> _EXERCISE TASK 1_: Summarize the Hadoop Connect thread in two sentences.

> _READING TEXT_:

This is my first time trying to setup Hadoop Connect, so I may be making some rookie mistakes, but I've hit two different issues that I can't seem to get around while configuring a new HDFS cluster.
The first issue looks to be some kind of classpath issue while running the hadoop command:
Could not find or load main class org.apache.hadoop.fs.FsShell.
That class is provided by one of the jars installed by Cloudera alongside the CLI and works when running the command in the terminal, so it seems to be a classpath issue. It doesn't seem like any of the python code is intentionally setting the classpath differently, but I'm not that familiar with Python so there could be some minutia being missed.
Unfortunately, I'm not seeing that failure any longer, as the second issue has presented and doesn't allow Hadoop Connect to get this far in the process...
The second issue is that Hadoop Connect can't seem to find the hadoop executable:
Unable to connect to Hadoop cluster 'hdfs://metroid/' with principa
Unable to connect to Hadoop cluster 'hdfs://metroid/' with principal 'None': Invalid HADOOP_HOME. Cannot find Hadoop command under bin directory HADOOP_HOME=' /opt/cloudera/parcels/CDH'.
I've configured HADOOP_HOME on the configuration screen to be /opt/cloudera/parcels/CDH. On the same node, these work:
14:17:35 $ ls -l /opt/cloudera/parcels/CDH/bin/hadoop
-rwxr-xr-x 1 root root 621 Aug 30 16:02 /opt/cloudera/parcels/CDH/bin/hadoop
14:17:42 $ /opt/cloudera/parcels/CDH/bin/hadoop
Usage: hadoop [--config confdir] COMMAND
So the executable is there, with appropriate permissions and it works. Just in case the log message was misleading, I looked in the hadooputils.py file, on line 35 it pieces the path together as follows:
hadoop_cli = os.path.join(env["HADOOP_HOME"], "bin", "hadoop")
That looks correct as well, so I'm not sure what's going on. The CDH folder is actually a symlink, so just in case Python was getting confused there I tried the direct path and got the same failure.
Does anyone have a suggestion for how to solve either or (preferably) both of those?
In the file core-site.xml what is the value for fs.defaultFS? Normally we see something like hdfs:// ip : 8020
Are you able to access HDFS from the command line? For example, are you able to run the command hadoop fs -ls hdfs:// ip:8020/users ?

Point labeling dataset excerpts
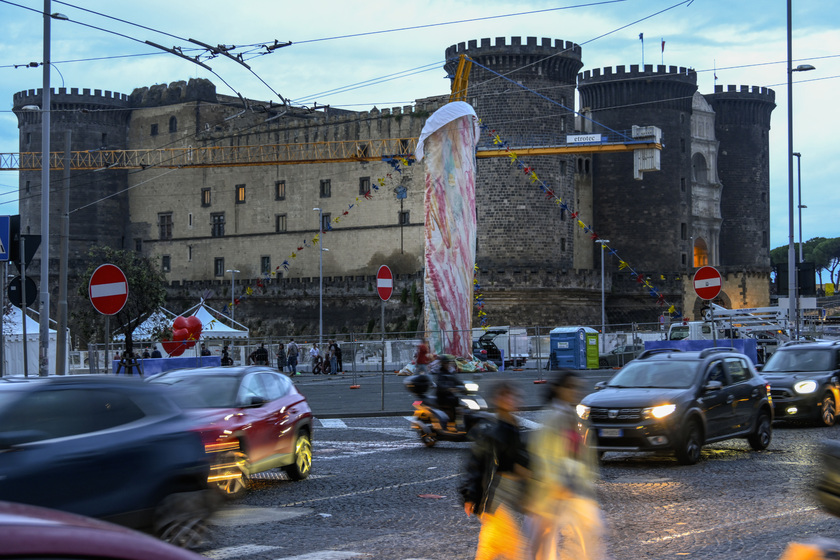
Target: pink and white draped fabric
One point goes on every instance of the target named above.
(448, 144)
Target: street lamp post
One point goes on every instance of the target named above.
(233, 273)
(801, 259)
(793, 296)
(320, 278)
(603, 243)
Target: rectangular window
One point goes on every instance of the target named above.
(279, 223)
(165, 225)
(217, 224)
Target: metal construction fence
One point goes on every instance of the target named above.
(362, 352)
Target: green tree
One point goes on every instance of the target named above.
(146, 292)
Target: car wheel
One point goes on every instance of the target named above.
(688, 453)
(760, 438)
(229, 474)
(302, 466)
(181, 519)
(828, 411)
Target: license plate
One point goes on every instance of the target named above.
(609, 432)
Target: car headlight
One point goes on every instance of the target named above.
(660, 411)
(805, 387)
(583, 411)
(471, 404)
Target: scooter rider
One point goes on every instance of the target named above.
(448, 387)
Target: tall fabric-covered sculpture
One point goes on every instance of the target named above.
(448, 144)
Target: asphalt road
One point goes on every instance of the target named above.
(377, 493)
(331, 396)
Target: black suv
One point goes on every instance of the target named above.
(805, 381)
(667, 400)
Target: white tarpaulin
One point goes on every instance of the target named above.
(13, 345)
(215, 325)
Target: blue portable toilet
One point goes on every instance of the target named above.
(567, 346)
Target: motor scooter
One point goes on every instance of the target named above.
(433, 424)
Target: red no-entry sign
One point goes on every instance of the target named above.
(108, 289)
(384, 282)
(707, 282)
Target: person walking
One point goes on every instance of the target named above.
(333, 354)
(495, 471)
(315, 358)
(560, 496)
(259, 356)
(281, 357)
(292, 352)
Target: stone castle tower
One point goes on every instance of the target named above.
(95, 120)
(518, 228)
(742, 125)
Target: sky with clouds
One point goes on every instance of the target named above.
(387, 54)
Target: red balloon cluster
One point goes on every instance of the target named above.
(185, 333)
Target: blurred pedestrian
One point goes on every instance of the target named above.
(281, 357)
(315, 358)
(422, 358)
(292, 352)
(493, 482)
(560, 497)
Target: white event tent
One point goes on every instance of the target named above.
(14, 347)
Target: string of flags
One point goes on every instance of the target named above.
(397, 163)
(552, 196)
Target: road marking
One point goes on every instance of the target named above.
(326, 555)
(237, 551)
(370, 491)
(332, 423)
(728, 525)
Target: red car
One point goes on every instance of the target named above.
(252, 418)
(34, 532)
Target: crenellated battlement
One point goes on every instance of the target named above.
(109, 99)
(501, 45)
(672, 73)
(756, 92)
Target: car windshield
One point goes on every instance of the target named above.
(659, 374)
(202, 391)
(795, 360)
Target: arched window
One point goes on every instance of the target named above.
(701, 253)
(699, 169)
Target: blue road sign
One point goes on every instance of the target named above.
(5, 237)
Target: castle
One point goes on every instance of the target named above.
(709, 204)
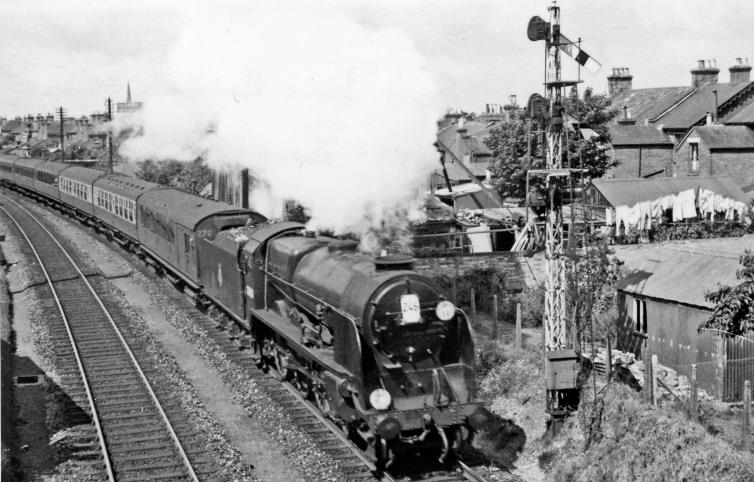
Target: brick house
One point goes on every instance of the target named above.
(643, 151)
(717, 150)
(460, 141)
(673, 111)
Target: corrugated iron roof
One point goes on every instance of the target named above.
(696, 107)
(628, 192)
(682, 271)
(633, 135)
(456, 173)
(726, 137)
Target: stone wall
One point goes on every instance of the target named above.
(639, 161)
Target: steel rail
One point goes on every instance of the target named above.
(148, 386)
(89, 396)
(335, 430)
(469, 473)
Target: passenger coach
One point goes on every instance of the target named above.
(47, 178)
(115, 200)
(171, 222)
(75, 185)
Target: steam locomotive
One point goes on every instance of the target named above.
(373, 344)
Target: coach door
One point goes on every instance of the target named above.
(187, 252)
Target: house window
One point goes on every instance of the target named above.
(640, 316)
(694, 156)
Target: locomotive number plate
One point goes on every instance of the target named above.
(410, 308)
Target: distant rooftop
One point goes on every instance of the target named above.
(682, 271)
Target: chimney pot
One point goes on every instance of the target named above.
(739, 72)
(620, 81)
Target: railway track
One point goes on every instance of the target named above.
(353, 463)
(131, 436)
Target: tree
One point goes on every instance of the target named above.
(734, 305)
(193, 177)
(188, 176)
(508, 142)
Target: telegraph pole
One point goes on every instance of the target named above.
(110, 135)
(61, 115)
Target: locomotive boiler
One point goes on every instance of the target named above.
(377, 346)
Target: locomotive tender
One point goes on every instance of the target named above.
(373, 344)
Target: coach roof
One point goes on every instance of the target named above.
(52, 166)
(186, 209)
(83, 174)
(127, 186)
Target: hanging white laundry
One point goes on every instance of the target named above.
(687, 200)
(644, 211)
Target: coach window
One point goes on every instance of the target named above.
(694, 156)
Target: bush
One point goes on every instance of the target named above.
(485, 282)
(638, 442)
(512, 379)
(532, 305)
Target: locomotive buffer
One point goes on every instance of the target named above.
(561, 360)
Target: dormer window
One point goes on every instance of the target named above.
(694, 157)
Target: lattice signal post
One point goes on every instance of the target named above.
(561, 362)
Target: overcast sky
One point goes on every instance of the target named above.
(77, 53)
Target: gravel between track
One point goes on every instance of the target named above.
(226, 456)
(299, 450)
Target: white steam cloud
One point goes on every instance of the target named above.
(335, 115)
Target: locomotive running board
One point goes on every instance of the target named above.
(292, 335)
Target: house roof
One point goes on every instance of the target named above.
(650, 103)
(53, 128)
(456, 173)
(628, 192)
(725, 137)
(682, 271)
(633, 135)
(14, 126)
(696, 107)
(477, 131)
(744, 116)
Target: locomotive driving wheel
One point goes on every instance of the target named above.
(281, 363)
(323, 401)
(383, 454)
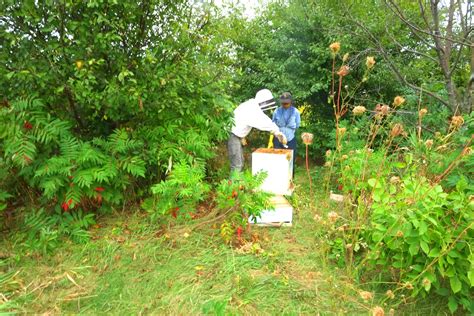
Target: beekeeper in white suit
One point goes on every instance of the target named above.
(250, 115)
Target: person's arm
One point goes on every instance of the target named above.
(261, 121)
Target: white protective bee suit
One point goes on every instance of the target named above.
(250, 115)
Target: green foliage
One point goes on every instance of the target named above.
(43, 233)
(99, 99)
(240, 199)
(67, 171)
(180, 193)
(424, 234)
(403, 215)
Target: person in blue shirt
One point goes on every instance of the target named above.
(288, 119)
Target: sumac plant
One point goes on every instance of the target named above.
(239, 200)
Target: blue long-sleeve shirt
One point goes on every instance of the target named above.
(288, 120)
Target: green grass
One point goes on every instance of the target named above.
(131, 267)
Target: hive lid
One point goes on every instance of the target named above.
(273, 151)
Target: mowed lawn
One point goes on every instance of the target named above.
(132, 267)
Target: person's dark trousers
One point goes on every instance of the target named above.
(291, 145)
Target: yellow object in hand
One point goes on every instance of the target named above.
(270, 141)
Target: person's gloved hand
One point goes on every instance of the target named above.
(281, 137)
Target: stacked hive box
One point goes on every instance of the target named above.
(278, 163)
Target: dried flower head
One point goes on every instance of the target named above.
(429, 143)
(359, 110)
(457, 121)
(370, 62)
(366, 295)
(398, 101)
(343, 71)
(335, 47)
(397, 129)
(378, 311)
(466, 151)
(332, 216)
(426, 282)
(390, 294)
(307, 138)
(422, 112)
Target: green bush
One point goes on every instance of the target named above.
(240, 199)
(424, 234)
(180, 193)
(408, 210)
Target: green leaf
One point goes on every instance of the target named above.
(434, 253)
(470, 276)
(372, 182)
(413, 249)
(423, 228)
(456, 285)
(452, 304)
(424, 246)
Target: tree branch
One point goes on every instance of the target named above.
(395, 70)
(414, 27)
(409, 49)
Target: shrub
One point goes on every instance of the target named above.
(180, 193)
(240, 199)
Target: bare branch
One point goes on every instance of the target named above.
(415, 28)
(395, 70)
(409, 49)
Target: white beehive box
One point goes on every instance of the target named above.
(282, 215)
(278, 163)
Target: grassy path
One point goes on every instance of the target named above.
(129, 268)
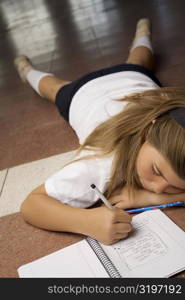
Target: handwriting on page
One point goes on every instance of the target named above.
(138, 251)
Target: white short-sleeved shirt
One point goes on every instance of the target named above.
(93, 104)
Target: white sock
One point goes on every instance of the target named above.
(142, 41)
(34, 77)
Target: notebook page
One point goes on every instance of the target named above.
(154, 249)
(77, 260)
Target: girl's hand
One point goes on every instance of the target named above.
(108, 226)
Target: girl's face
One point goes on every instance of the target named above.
(155, 173)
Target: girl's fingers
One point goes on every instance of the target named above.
(123, 228)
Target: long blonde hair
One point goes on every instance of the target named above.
(123, 135)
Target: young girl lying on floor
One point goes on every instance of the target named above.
(132, 137)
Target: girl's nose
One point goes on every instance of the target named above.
(160, 187)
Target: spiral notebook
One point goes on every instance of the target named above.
(155, 248)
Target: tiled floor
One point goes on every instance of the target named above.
(69, 38)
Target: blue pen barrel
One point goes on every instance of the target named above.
(142, 209)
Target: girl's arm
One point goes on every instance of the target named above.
(121, 200)
(103, 224)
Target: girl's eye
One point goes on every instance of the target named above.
(154, 172)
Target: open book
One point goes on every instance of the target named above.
(155, 248)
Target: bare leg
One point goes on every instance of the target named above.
(45, 84)
(50, 85)
(142, 55)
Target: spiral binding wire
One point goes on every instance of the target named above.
(103, 258)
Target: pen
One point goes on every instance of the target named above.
(172, 204)
(135, 210)
(102, 197)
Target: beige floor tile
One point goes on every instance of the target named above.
(2, 178)
(21, 180)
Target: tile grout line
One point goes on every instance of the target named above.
(4, 182)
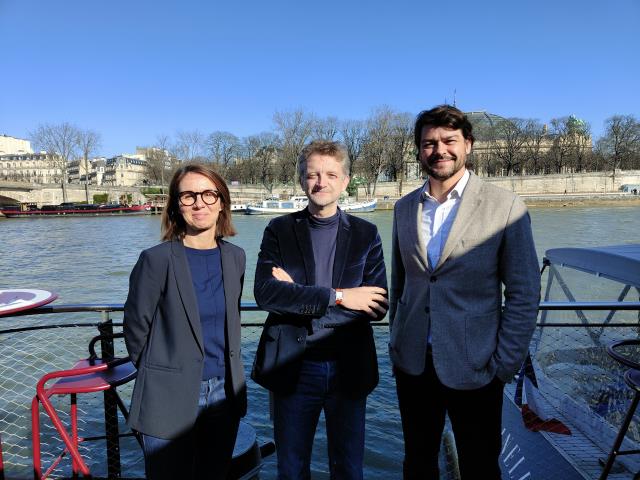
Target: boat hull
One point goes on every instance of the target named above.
(98, 212)
(357, 207)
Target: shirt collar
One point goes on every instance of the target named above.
(456, 192)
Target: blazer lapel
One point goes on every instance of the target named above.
(410, 221)
(343, 242)
(185, 289)
(301, 228)
(469, 202)
(228, 269)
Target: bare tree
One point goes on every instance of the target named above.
(160, 161)
(354, 135)
(621, 141)
(579, 142)
(89, 142)
(262, 155)
(400, 148)
(534, 137)
(508, 144)
(561, 148)
(376, 148)
(60, 140)
(224, 148)
(325, 128)
(189, 146)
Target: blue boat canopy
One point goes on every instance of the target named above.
(620, 263)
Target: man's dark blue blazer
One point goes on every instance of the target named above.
(292, 306)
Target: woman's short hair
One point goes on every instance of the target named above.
(173, 224)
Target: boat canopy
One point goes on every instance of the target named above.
(620, 263)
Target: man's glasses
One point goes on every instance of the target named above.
(188, 198)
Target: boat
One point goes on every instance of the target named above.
(75, 209)
(238, 207)
(296, 203)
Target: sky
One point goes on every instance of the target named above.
(132, 70)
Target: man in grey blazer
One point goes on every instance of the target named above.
(457, 241)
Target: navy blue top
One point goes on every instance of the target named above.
(324, 235)
(206, 275)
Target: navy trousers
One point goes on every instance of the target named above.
(476, 421)
(205, 451)
(296, 418)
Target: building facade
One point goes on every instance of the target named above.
(125, 171)
(14, 146)
(31, 168)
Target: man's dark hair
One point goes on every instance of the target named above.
(443, 116)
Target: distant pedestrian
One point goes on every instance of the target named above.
(457, 241)
(182, 331)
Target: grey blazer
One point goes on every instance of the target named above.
(164, 339)
(473, 338)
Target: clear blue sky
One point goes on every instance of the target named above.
(133, 69)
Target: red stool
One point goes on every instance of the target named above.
(87, 376)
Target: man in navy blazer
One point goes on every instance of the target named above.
(321, 277)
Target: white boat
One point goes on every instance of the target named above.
(296, 203)
(238, 207)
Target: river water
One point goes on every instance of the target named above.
(88, 260)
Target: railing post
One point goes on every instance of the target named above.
(112, 431)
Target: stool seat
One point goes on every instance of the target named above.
(632, 378)
(96, 381)
(87, 376)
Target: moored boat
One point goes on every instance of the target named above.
(296, 203)
(238, 208)
(72, 209)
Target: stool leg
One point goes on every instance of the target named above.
(35, 438)
(623, 430)
(73, 450)
(74, 431)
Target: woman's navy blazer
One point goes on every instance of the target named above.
(164, 339)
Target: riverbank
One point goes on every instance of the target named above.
(557, 200)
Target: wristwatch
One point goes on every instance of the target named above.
(339, 296)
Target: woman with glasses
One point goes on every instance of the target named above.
(182, 331)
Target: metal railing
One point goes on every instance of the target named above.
(32, 345)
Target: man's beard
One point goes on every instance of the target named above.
(458, 164)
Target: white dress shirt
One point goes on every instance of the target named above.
(437, 218)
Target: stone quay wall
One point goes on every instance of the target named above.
(595, 184)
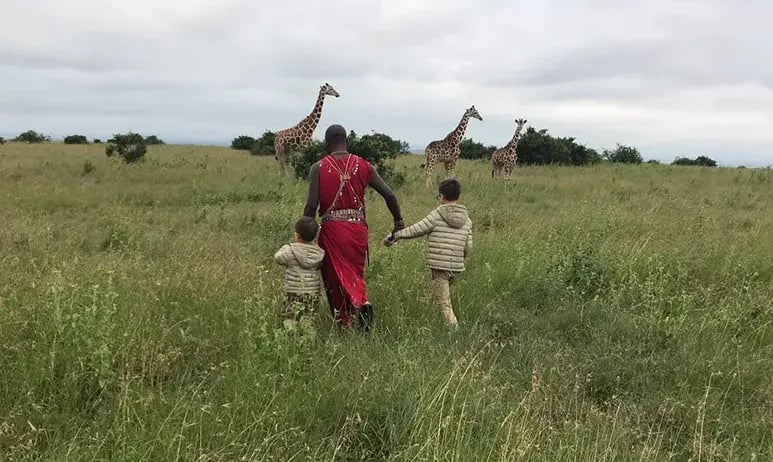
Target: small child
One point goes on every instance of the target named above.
(449, 243)
(302, 260)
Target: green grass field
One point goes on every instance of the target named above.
(609, 313)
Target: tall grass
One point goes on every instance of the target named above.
(608, 313)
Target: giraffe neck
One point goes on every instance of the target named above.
(456, 135)
(312, 119)
(514, 142)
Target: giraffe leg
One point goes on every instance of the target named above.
(429, 165)
(508, 171)
(279, 155)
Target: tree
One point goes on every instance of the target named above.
(130, 146)
(264, 146)
(704, 161)
(537, 147)
(623, 154)
(473, 150)
(153, 140)
(31, 136)
(377, 148)
(76, 139)
(243, 143)
(700, 161)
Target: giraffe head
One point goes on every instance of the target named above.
(328, 89)
(472, 112)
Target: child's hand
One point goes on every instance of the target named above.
(390, 240)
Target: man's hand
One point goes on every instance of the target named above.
(399, 224)
(390, 240)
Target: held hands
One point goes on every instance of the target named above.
(390, 239)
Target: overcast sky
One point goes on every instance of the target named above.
(670, 77)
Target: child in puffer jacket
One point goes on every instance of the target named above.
(449, 243)
(302, 260)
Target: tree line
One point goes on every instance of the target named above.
(535, 147)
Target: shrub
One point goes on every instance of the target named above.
(31, 136)
(87, 167)
(243, 143)
(700, 161)
(377, 148)
(623, 154)
(75, 139)
(130, 146)
(473, 150)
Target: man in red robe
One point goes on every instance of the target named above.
(337, 185)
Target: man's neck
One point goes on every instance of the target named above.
(338, 151)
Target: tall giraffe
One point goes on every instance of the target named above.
(447, 149)
(298, 137)
(506, 156)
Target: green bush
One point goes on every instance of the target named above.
(130, 147)
(377, 148)
(153, 140)
(76, 139)
(31, 136)
(243, 143)
(623, 154)
(700, 161)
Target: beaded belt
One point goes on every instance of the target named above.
(344, 215)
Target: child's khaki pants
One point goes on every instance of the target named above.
(441, 292)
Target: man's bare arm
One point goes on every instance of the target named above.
(377, 183)
(312, 200)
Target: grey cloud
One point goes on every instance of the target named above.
(217, 68)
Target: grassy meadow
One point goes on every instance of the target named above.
(609, 313)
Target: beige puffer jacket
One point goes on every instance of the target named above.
(450, 236)
(302, 262)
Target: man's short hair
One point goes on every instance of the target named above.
(335, 134)
(307, 228)
(450, 188)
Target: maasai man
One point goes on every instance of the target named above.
(337, 185)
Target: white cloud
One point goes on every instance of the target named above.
(673, 77)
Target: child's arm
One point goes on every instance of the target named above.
(468, 244)
(283, 255)
(419, 229)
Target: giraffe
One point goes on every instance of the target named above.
(298, 137)
(447, 149)
(506, 156)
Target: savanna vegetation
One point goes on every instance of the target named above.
(610, 312)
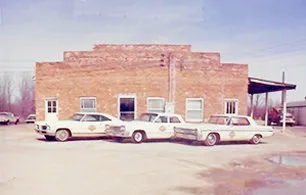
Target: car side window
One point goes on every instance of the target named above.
(91, 118)
(104, 118)
(162, 119)
(239, 121)
(174, 119)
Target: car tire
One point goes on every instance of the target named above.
(255, 139)
(62, 135)
(138, 137)
(49, 138)
(211, 139)
(118, 139)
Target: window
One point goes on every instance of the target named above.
(218, 120)
(52, 106)
(155, 104)
(174, 119)
(127, 107)
(162, 119)
(194, 109)
(239, 121)
(95, 118)
(231, 106)
(88, 104)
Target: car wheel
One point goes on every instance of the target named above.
(49, 138)
(256, 139)
(211, 139)
(118, 139)
(138, 137)
(62, 135)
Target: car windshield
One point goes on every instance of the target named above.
(148, 117)
(220, 120)
(77, 117)
(31, 117)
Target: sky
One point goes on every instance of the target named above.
(268, 35)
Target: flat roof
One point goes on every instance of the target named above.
(297, 104)
(257, 86)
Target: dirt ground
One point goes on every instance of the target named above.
(31, 165)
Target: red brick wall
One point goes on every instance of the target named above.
(110, 70)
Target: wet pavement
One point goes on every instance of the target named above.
(285, 187)
(290, 160)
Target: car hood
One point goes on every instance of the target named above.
(199, 126)
(61, 122)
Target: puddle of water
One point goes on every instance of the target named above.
(289, 160)
(294, 187)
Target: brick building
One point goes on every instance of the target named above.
(126, 80)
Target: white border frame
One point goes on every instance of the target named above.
(194, 120)
(156, 98)
(88, 98)
(46, 99)
(233, 100)
(126, 96)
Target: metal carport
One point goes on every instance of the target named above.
(258, 86)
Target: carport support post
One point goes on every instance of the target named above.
(252, 107)
(266, 115)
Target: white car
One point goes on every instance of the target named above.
(80, 124)
(8, 117)
(30, 119)
(224, 128)
(147, 126)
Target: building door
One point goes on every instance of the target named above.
(51, 109)
(127, 108)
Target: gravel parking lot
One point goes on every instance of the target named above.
(31, 165)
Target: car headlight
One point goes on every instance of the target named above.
(122, 128)
(107, 127)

> _EXERCISE TASK 2_: Collect every line of the listing that contains the string "grassy". Case counts.

> _WORKED ANSWER 1_: A user setting up Hadoop Connect for a new HDFS cluster hits two errors: a classpath failure where the main class org.apache.hadoop.fs.FsShell cannot be found or loaded, and an "Invalid HADOOP_HOME" error saying the hadoop command cannot be found under the bin directory of /opt/cloudera/parcels/CDH. The executable is present there, has appropriate permissions and runs on the same node, and the replies ask for the fs.defaultFS value in core-site.xml and whether HDFS can be accessed from the command line.

> _WORKED ANSWER 2_:
Target: grassy path
Target: grassy meadow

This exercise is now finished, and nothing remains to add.